SOURCE DOCUMENT:
►
Short-term training improves aerobic performance in lung cancer20 Oct 2016
High-intensity exercise training before surgery appears to improve aerobic performance in non-small cell lung cancer patients but it does not reduce the complications after tumor resection.
Tumor resection is the leading treatment strategy for patients with early-stage operable NSCLC. Advanced age, cancer stage, associated illnesses and impaired cardiorespiratory fitness are common predictive factors of postoperative complications and long-term survival.
CPET parameters identify the risk
Cardiopulmonary exercise testing (CPET) parameters including peak oxygen consumption (peakVo2), anaerobic threshold (AT), and peak heart rate (peakHR) as well as the 6-minute walk test (6MWT) have been shown to help discriminate between patients with low versus high risk of postoperative complications.
Exercise rehabilitation programs have been shown to increase cardiorespiratory fitness and quality of life in patients with NSCLC.
However, it is not clear how to implement exercise therapy programs into standard care and whether intensity training improves mortality and postoperative complications.
A group of Swiss investigators conducted the largest randomized controlled trial to date evaluating and comparing short-term preoperative HIIT to usual care (UC) in patients undergoing NSCLC resection.
◄
RECORDED DATA:
►
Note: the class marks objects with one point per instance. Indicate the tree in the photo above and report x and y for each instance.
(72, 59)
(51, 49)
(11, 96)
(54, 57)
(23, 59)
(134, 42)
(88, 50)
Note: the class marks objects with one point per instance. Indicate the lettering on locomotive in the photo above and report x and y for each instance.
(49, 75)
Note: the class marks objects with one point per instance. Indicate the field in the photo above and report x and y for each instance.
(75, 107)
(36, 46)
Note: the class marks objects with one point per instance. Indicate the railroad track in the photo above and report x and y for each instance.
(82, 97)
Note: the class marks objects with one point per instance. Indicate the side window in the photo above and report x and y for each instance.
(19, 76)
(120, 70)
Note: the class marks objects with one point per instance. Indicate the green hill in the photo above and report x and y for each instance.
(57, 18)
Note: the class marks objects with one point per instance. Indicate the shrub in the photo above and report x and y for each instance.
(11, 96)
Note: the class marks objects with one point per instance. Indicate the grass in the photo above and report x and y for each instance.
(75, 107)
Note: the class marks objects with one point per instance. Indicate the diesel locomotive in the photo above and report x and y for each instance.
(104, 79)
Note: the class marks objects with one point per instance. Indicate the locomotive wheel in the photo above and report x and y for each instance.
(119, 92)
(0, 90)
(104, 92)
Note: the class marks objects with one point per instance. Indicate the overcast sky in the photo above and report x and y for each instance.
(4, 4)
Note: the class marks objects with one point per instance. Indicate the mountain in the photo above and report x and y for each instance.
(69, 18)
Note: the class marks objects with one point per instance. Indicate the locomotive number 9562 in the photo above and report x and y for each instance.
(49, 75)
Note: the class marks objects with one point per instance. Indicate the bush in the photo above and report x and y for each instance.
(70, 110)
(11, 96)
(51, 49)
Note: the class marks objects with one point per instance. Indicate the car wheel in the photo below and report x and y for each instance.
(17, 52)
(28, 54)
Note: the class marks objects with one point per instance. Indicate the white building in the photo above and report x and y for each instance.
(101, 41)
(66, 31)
◄
TASK GOAL:
Answer these questions from the lung cancer training article:
1. What does high-intensity exercise training before surgery not reduce?
2. What is the leading treatment strategy for patients with early-stage operable NSCLC?
3. What nationality were the investigators who conducted the trial?
Please rely on the text alone.

RESPONSE FOR THIS EXERCISE:
1. The complications after tumor resection.
2. Tumor resection.
3. Swiss.